| THE PROBLEM |
Show, in full, each line of the data that contains "billboard".

| RECORDS PROVIDED |
+ + + + + + +
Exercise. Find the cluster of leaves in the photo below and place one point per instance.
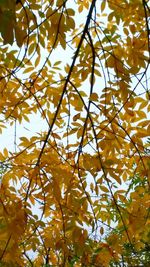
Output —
(77, 192)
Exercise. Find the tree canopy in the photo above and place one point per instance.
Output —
(75, 193)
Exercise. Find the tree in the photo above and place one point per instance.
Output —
(77, 192)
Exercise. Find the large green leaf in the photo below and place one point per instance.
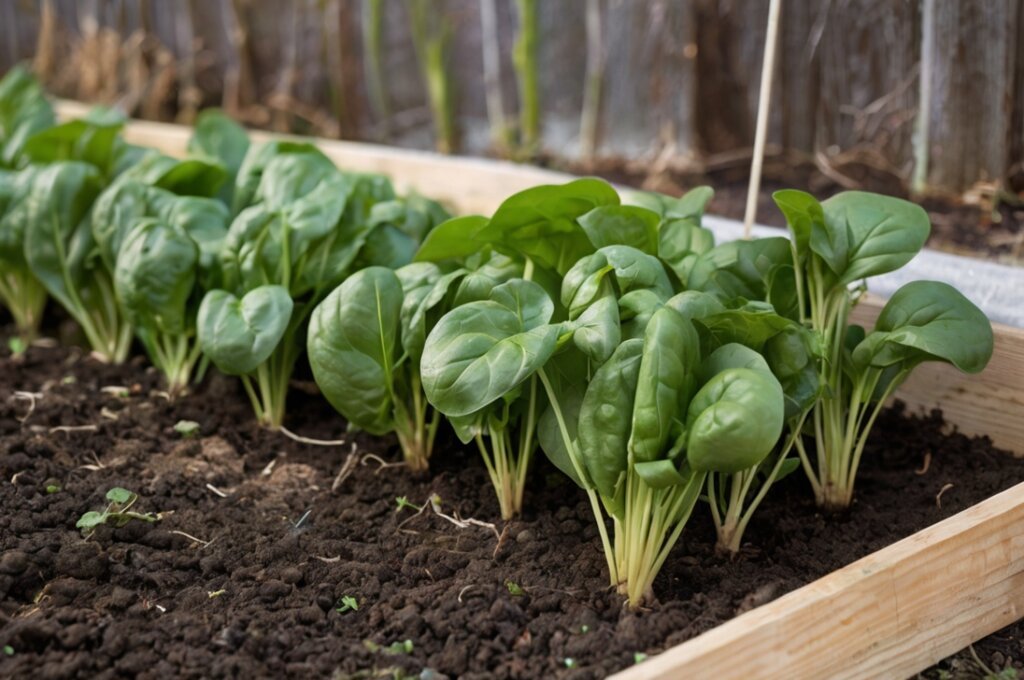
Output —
(155, 275)
(689, 206)
(865, 235)
(734, 421)
(239, 335)
(24, 111)
(740, 269)
(59, 239)
(352, 343)
(606, 418)
(625, 225)
(92, 139)
(481, 350)
(928, 321)
(541, 222)
(667, 380)
(217, 136)
(426, 288)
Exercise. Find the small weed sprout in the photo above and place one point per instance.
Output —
(347, 603)
(186, 428)
(402, 503)
(116, 513)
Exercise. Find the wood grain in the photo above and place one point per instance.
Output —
(887, 615)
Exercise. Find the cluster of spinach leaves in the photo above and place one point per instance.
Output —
(300, 227)
(656, 369)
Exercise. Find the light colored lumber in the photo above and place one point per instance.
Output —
(887, 615)
(990, 402)
(467, 184)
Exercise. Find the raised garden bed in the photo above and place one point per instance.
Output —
(469, 601)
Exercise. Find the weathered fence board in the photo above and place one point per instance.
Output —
(656, 82)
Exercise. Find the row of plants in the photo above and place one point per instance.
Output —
(657, 370)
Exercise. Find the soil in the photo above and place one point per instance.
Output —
(244, 574)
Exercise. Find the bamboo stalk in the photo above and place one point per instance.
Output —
(590, 113)
(919, 183)
(500, 132)
(767, 71)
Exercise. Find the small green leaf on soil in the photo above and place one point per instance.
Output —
(186, 428)
(347, 603)
(119, 496)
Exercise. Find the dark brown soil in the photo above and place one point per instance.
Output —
(243, 575)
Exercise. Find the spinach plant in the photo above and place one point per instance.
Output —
(299, 226)
(59, 251)
(835, 245)
(160, 236)
(365, 343)
(24, 112)
(20, 292)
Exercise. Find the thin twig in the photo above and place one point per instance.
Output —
(315, 442)
(216, 491)
(193, 538)
(463, 592)
(74, 428)
(938, 497)
(435, 505)
(382, 464)
(345, 470)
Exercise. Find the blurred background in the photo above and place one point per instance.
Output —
(891, 95)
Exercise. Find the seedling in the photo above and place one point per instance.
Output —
(116, 513)
(398, 647)
(186, 428)
(347, 603)
(836, 246)
(403, 503)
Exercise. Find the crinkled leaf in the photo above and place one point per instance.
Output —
(734, 421)
(668, 378)
(352, 343)
(239, 335)
(481, 350)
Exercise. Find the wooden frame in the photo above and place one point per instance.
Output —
(889, 614)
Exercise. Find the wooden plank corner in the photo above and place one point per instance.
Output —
(889, 614)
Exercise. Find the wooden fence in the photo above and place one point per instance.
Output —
(654, 84)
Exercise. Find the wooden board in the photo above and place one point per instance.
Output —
(889, 614)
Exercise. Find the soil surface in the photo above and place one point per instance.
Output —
(245, 574)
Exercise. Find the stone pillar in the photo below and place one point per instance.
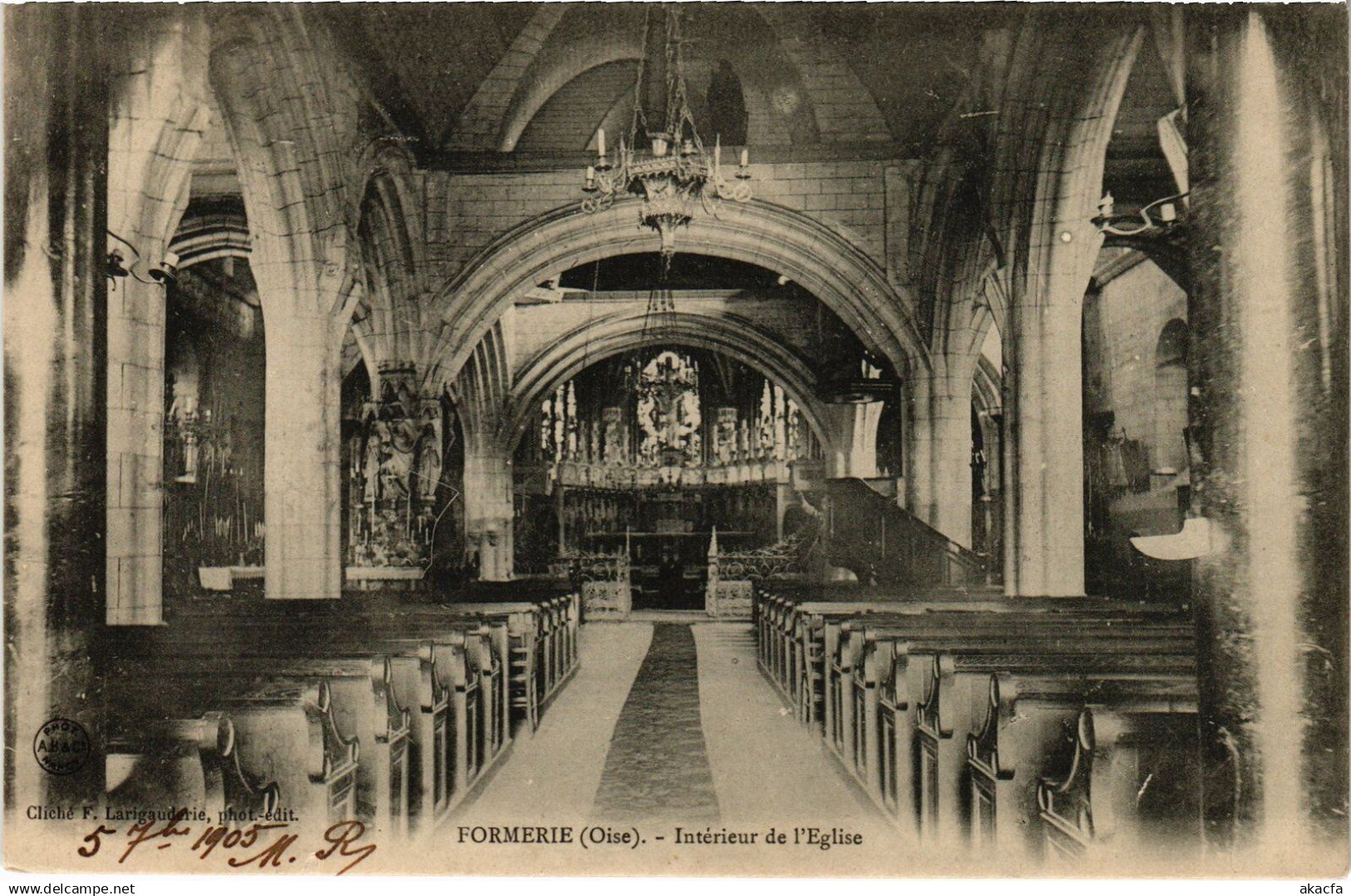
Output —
(1044, 415)
(54, 353)
(854, 436)
(940, 475)
(488, 514)
(302, 459)
(1269, 347)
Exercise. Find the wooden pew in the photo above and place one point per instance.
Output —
(951, 708)
(542, 650)
(1131, 783)
(183, 764)
(870, 682)
(287, 733)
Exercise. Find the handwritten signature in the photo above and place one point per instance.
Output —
(341, 842)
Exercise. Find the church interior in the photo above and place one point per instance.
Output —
(900, 416)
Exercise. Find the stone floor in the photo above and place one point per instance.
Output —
(672, 726)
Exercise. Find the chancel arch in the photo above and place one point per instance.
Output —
(607, 338)
(801, 249)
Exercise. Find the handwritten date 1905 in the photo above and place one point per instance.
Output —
(341, 841)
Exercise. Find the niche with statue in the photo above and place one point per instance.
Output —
(395, 485)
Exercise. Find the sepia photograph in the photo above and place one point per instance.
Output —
(698, 440)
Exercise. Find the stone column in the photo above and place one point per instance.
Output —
(302, 459)
(1269, 347)
(940, 473)
(488, 514)
(854, 436)
(54, 352)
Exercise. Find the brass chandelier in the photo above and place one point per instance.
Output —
(676, 176)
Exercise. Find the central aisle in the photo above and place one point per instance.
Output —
(657, 766)
(672, 730)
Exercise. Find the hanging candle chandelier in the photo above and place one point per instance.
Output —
(674, 176)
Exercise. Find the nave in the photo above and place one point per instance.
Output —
(367, 397)
(760, 768)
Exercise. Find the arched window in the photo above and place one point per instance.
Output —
(1171, 399)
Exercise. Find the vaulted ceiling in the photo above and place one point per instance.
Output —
(540, 79)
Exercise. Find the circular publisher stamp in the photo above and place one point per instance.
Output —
(61, 746)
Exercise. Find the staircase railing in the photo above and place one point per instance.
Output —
(880, 541)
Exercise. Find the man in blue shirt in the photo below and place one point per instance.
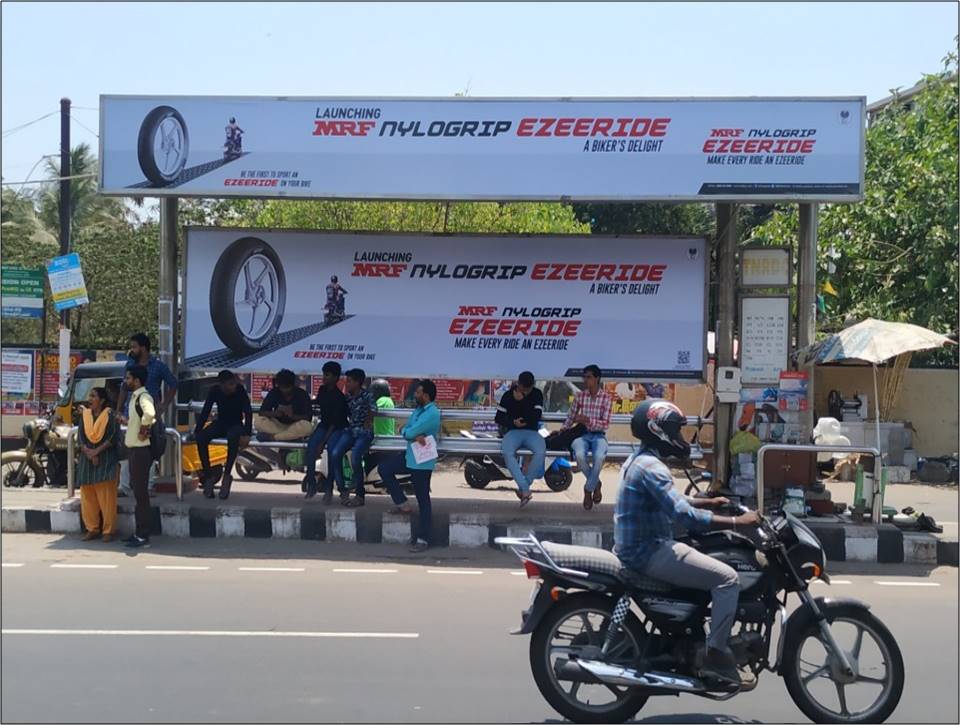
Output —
(647, 507)
(159, 380)
(424, 422)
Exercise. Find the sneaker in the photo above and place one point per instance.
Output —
(720, 665)
(138, 543)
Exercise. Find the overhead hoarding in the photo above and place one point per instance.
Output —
(750, 149)
(462, 307)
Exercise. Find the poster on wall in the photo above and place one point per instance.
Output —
(611, 149)
(459, 308)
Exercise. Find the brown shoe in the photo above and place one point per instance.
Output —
(598, 494)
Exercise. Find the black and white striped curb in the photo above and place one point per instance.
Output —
(885, 544)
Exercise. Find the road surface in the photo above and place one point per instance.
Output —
(289, 631)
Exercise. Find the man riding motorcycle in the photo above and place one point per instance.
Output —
(647, 507)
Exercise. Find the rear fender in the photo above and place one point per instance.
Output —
(798, 620)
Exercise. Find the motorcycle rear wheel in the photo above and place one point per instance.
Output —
(596, 611)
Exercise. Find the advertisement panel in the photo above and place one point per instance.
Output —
(483, 148)
(460, 307)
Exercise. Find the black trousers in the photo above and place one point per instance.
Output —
(140, 460)
(218, 429)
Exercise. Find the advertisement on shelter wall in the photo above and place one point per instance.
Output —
(483, 149)
(466, 307)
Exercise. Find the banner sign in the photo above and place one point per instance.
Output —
(460, 307)
(22, 291)
(66, 282)
(749, 149)
(17, 376)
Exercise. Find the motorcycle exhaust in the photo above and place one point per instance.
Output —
(593, 671)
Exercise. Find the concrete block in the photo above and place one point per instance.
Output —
(860, 543)
(285, 523)
(13, 521)
(396, 529)
(586, 537)
(65, 522)
(230, 522)
(919, 548)
(341, 526)
(174, 521)
(469, 530)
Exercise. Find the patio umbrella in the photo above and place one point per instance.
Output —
(873, 341)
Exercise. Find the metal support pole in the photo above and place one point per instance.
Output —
(807, 300)
(167, 313)
(726, 279)
(65, 215)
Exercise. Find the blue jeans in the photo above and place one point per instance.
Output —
(397, 463)
(595, 444)
(312, 452)
(360, 443)
(516, 439)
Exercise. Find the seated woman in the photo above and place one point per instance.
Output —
(98, 469)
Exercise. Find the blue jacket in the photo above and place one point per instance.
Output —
(423, 422)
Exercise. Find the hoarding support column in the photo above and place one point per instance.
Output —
(807, 297)
(167, 308)
(726, 286)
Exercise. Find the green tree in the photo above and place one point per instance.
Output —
(893, 256)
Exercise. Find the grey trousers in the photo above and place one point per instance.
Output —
(678, 564)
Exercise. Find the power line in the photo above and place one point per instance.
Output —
(28, 123)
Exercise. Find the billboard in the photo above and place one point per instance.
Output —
(483, 149)
(469, 307)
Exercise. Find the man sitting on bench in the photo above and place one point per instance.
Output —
(286, 413)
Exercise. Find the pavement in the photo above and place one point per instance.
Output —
(241, 630)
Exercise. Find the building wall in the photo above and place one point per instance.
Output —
(929, 400)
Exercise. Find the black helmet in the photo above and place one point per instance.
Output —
(380, 388)
(658, 424)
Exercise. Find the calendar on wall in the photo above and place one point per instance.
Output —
(764, 338)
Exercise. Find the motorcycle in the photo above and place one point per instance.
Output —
(43, 462)
(605, 639)
(480, 471)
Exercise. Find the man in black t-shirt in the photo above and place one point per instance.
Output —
(519, 415)
(333, 424)
(234, 422)
(285, 414)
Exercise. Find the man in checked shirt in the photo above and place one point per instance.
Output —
(647, 507)
(591, 409)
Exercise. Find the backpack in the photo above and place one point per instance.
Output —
(158, 438)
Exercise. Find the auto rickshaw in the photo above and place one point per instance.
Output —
(44, 460)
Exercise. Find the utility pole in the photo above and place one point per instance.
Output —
(65, 209)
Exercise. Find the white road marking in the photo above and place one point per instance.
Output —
(468, 572)
(210, 633)
(364, 571)
(178, 568)
(270, 568)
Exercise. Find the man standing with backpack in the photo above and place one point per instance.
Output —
(139, 456)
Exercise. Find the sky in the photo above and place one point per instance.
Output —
(80, 50)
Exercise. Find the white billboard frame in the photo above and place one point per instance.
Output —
(691, 198)
(688, 379)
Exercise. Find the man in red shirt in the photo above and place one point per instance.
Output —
(591, 408)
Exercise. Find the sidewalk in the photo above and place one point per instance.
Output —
(274, 507)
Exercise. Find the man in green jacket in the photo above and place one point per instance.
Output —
(423, 424)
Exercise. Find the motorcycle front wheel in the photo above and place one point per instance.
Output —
(814, 679)
(576, 628)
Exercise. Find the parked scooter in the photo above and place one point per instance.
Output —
(480, 471)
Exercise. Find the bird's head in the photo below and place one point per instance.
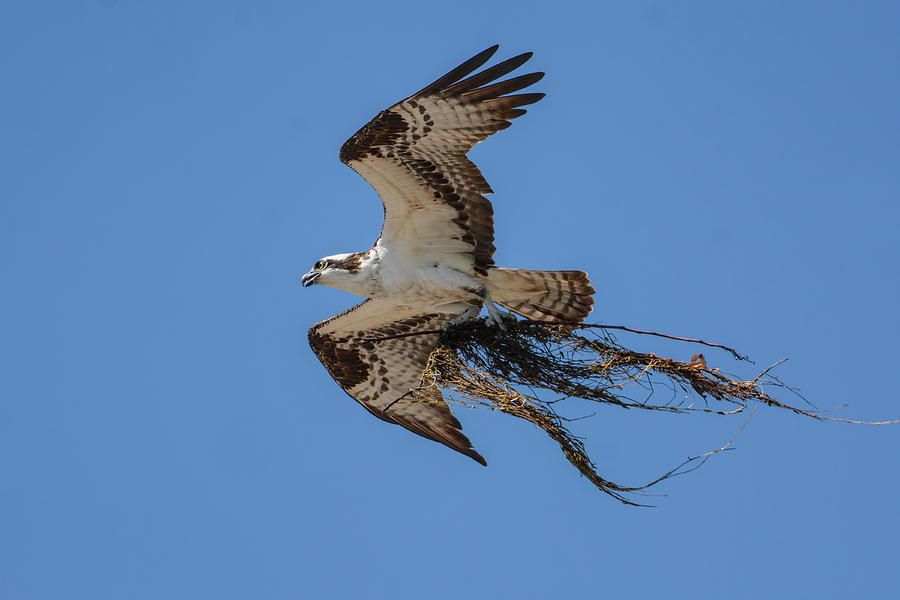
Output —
(338, 271)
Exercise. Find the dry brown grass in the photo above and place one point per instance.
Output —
(525, 370)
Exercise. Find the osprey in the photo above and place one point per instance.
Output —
(432, 265)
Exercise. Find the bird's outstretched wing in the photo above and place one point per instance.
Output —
(414, 155)
(368, 352)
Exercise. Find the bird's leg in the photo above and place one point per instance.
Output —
(496, 316)
(469, 314)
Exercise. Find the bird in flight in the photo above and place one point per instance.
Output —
(432, 266)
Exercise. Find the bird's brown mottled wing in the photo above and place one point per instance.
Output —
(385, 375)
(414, 155)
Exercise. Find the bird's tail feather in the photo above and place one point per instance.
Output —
(542, 295)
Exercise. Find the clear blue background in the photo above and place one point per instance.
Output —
(723, 170)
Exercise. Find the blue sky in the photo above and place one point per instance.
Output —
(723, 170)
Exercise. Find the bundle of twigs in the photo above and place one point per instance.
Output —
(486, 367)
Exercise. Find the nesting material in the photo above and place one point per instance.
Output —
(526, 369)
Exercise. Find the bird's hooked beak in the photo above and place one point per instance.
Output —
(310, 278)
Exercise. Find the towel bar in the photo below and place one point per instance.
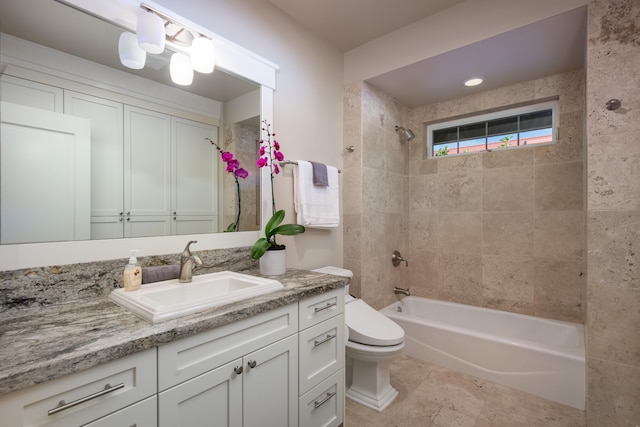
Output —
(291, 162)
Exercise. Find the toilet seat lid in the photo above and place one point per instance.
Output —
(368, 326)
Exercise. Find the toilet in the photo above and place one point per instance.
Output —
(372, 342)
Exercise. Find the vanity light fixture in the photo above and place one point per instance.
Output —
(180, 69)
(203, 55)
(131, 54)
(155, 30)
(473, 81)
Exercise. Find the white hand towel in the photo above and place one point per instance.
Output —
(316, 207)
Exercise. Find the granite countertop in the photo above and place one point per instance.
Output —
(70, 337)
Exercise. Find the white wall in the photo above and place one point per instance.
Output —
(307, 100)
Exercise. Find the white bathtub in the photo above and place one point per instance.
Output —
(539, 356)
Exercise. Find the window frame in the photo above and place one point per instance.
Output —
(552, 105)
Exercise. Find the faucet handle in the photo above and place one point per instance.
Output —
(396, 259)
(187, 250)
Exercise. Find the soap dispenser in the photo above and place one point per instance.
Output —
(132, 273)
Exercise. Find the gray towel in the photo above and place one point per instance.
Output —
(160, 273)
(320, 178)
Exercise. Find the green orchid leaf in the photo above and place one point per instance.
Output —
(275, 220)
(260, 247)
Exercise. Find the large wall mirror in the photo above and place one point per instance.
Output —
(123, 156)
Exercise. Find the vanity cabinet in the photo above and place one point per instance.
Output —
(321, 370)
(242, 374)
(122, 390)
(280, 368)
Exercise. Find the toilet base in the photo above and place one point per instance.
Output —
(369, 382)
(379, 404)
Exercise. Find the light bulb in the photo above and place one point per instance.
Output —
(180, 69)
(203, 55)
(131, 55)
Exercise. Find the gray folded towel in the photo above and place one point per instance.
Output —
(160, 273)
(320, 178)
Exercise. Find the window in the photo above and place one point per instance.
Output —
(516, 127)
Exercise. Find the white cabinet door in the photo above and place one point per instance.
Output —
(31, 94)
(194, 188)
(44, 176)
(213, 399)
(270, 385)
(107, 169)
(147, 162)
(107, 127)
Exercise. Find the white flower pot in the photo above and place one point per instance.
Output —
(274, 262)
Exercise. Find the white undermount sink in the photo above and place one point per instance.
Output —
(160, 301)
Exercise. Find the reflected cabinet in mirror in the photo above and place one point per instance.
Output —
(92, 150)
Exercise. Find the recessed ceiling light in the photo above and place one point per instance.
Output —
(473, 81)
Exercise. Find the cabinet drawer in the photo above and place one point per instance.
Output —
(89, 394)
(141, 414)
(324, 404)
(189, 357)
(321, 349)
(321, 307)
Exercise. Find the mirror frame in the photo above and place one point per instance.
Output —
(229, 57)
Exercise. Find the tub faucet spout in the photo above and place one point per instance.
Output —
(402, 291)
(187, 263)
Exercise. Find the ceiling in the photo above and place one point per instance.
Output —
(546, 47)
(48, 23)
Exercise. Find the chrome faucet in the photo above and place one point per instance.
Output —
(402, 291)
(187, 262)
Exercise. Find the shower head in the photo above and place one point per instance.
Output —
(406, 132)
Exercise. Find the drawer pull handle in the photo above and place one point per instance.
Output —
(329, 305)
(62, 405)
(323, 401)
(328, 338)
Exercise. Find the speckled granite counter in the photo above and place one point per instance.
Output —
(68, 337)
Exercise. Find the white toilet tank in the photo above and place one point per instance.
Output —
(364, 324)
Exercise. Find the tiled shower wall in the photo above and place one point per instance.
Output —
(613, 222)
(375, 192)
(502, 230)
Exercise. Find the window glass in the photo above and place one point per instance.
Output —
(517, 127)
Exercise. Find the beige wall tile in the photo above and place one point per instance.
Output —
(614, 248)
(613, 390)
(507, 278)
(613, 324)
(570, 146)
(559, 234)
(460, 191)
(373, 146)
(423, 191)
(559, 186)
(423, 231)
(351, 231)
(507, 158)
(352, 191)
(461, 277)
(614, 175)
(507, 233)
(508, 189)
(460, 232)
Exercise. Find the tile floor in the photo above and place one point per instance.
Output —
(432, 396)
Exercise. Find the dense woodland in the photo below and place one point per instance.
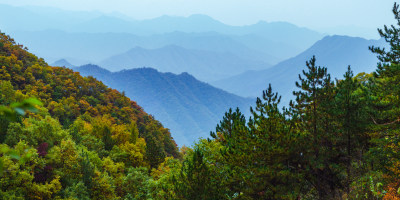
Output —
(78, 139)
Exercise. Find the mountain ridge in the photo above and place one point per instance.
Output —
(190, 108)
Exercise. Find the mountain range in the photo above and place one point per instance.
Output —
(334, 52)
(188, 107)
(204, 65)
(85, 37)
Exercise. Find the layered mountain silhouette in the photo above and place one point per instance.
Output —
(190, 108)
(334, 52)
(204, 65)
(89, 37)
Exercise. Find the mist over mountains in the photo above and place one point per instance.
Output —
(334, 52)
(188, 107)
(91, 36)
(241, 60)
(205, 65)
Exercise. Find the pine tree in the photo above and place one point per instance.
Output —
(352, 121)
(314, 106)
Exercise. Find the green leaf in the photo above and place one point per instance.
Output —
(19, 111)
(14, 154)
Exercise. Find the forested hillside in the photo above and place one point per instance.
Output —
(187, 106)
(86, 141)
(339, 139)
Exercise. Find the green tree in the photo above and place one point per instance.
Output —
(314, 106)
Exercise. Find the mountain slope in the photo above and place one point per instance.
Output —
(334, 52)
(190, 108)
(205, 65)
(71, 99)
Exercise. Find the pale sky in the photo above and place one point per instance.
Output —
(314, 14)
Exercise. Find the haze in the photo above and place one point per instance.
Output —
(355, 17)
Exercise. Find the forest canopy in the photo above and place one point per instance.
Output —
(338, 139)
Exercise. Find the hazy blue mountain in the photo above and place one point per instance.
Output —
(204, 65)
(268, 42)
(93, 47)
(190, 108)
(63, 63)
(334, 52)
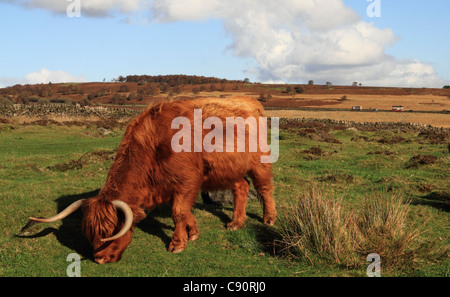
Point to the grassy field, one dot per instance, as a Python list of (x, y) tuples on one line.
[(45, 168)]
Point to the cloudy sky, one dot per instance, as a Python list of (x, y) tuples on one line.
[(376, 42)]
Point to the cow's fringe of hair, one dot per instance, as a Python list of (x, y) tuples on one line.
[(103, 219)]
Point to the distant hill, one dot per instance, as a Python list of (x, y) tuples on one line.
[(143, 89)]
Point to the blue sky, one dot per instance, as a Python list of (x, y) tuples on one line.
[(235, 39)]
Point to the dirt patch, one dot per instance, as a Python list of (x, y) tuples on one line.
[(360, 138), (392, 140), (324, 137), (435, 137), (421, 160)]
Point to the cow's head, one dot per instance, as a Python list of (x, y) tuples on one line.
[(107, 229)]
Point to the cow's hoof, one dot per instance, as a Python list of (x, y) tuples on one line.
[(234, 226), (269, 221), (193, 237)]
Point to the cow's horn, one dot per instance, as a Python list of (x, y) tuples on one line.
+ + + + + + +
| SOLUTION FOR THIS EXERCISE |
Exercise. Find the billboard in the photo above and place one point per instance.
Exercise. Find the white billboard frame in the photo above and place one point per instance.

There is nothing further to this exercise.